* **Instructions for the task**: Reproduce the material below word for word, from its first line through the line containing "top-left (0, 0), bottom-right (298, 301)", with both ends included. Leave the pictures out of your answer.

(Detection annotation records)
________

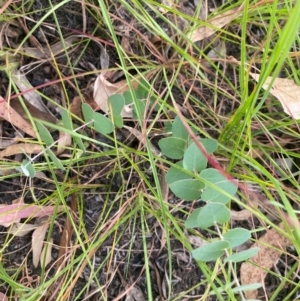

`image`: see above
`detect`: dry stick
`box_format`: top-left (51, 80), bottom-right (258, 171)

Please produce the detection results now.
top-left (61, 193), bottom-right (133, 300)
top-left (173, 101), bottom-right (239, 186)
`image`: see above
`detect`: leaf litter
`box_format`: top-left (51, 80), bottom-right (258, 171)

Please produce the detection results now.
top-left (0, 1), bottom-right (299, 300)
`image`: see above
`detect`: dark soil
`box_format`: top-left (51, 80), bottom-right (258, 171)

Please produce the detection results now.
top-left (0, 0), bottom-right (298, 301)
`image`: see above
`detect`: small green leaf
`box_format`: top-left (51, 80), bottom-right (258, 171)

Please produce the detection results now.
top-left (93, 112), bottom-right (114, 135)
top-left (172, 116), bottom-right (189, 140)
top-left (46, 149), bottom-right (65, 170)
top-left (108, 94), bottom-right (125, 117)
top-left (170, 179), bottom-right (204, 201)
top-left (224, 248), bottom-right (259, 262)
top-left (21, 159), bottom-right (35, 178)
top-left (165, 161), bottom-right (192, 185)
top-left (81, 103), bottom-right (94, 123)
top-left (185, 208), bottom-right (202, 229)
top-left (197, 203), bottom-right (231, 227)
top-left (200, 168), bottom-right (237, 204)
top-left (36, 121), bottom-right (54, 146)
top-left (192, 241), bottom-right (229, 262)
top-left (158, 137), bottom-right (186, 159)
top-left (223, 228), bottom-right (251, 248)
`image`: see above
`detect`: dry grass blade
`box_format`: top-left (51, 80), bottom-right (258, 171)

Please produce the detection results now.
top-left (240, 223), bottom-right (291, 299)
top-left (191, 4), bottom-right (244, 42)
top-left (0, 143), bottom-right (43, 158)
top-left (32, 222), bottom-right (49, 267)
top-left (0, 96), bottom-right (36, 138)
top-left (250, 73), bottom-right (300, 119)
top-left (94, 74), bottom-right (138, 118)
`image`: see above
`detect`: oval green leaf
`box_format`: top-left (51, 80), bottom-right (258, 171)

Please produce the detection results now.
top-left (170, 179), bottom-right (204, 201)
top-left (158, 137), bottom-right (186, 159)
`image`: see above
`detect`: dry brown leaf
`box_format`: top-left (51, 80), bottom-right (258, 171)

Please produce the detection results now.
top-left (250, 72), bottom-right (300, 119)
top-left (240, 223), bottom-right (291, 299)
top-left (0, 96), bottom-right (36, 138)
top-left (125, 286), bottom-right (145, 301)
top-left (12, 69), bottom-right (56, 120)
top-left (10, 98), bottom-right (57, 124)
top-left (21, 35), bottom-right (80, 59)
top-left (8, 223), bottom-right (37, 237)
top-left (0, 143), bottom-right (43, 158)
top-left (0, 204), bottom-right (64, 227)
top-left (0, 131), bottom-right (22, 149)
top-left (94, 74), bottom-right (138, 118)
top-left (55, 132), bottom-right (72, 155)
top-left (31, 223), bottom-right (49, 267)
top-left (191, 4), bottom-right (244, 42)
top-left (0, 292), bottom-right (8, 301)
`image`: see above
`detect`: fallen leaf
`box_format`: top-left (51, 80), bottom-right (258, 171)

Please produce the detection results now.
top-left (0, 143), bottom-right (43, 158)
top-left (0, 292), bottom-right (9, 301)
top-left (0, 96), bottom-right (36, 138)
top-left (125, 286), bottom-right (145, 301)
top-left (240, 223), bottom-right (291, 299)
top-left (8, 223), bottom-right (37, 237)
top-left (40, 238), bottom-right (53, 267)
top-left (10, 98), bottom-right (57, 124)
top-left (250, 73), bottom-right (300, 119)
top-left (123, 125), bottom-right (161, 156)
top-left (94, 74), bottom-right (138, 118)
top-left (191, 4), bottom-right (244, 42)
top-left (31, 223), bottom-right (49, 267)
top-left (0, 204), bottom-right (65, 227)
top-left (55, 131), bottom-right (72, 155)
top-left (21, 35), bottom-right (81, 59)
top-left (12, 69), bottom-right (56, 120)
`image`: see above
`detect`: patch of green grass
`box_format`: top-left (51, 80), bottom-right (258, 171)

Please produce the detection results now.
top-left (0, 0), bottom-right (300, 300)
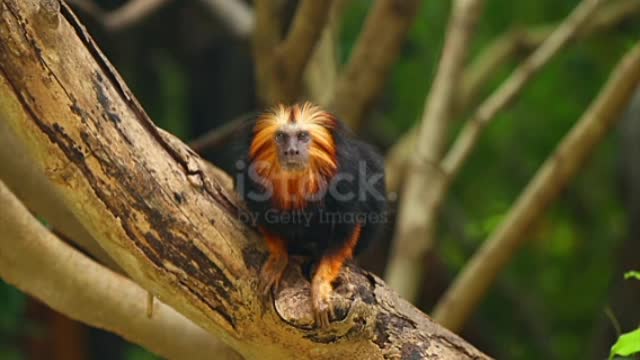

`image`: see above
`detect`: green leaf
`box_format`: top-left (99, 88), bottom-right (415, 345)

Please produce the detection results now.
top-left (609, 328), bottom-right (640, 359)
top-left (624, 271), bottom-right (640, 280)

________

* **Solution to this exercise**:
`image`: see above
`detect`: dry stick
`box_format`: top-left (51, 80), bottom-right (258, 171)

Please produce the detection results now.
top-left (61, 193), bottom-right (133, 300)
top-left (173, 101), bottom-right (239, 186)
`image`: see above
`detect`: leaf litter
`box_format`: top-left (51, 80), bottom-right (258, 171)

Please produce the detection results now.
top-left (0, 1), bottom-right (299, 300)
`image`: see above
`detect`: dark soil
`box_format`: top-left (51, 80), bottom-right (258, 171)

Please produce the detection results now.
top-left (0, 0), bottom-right (298, 301)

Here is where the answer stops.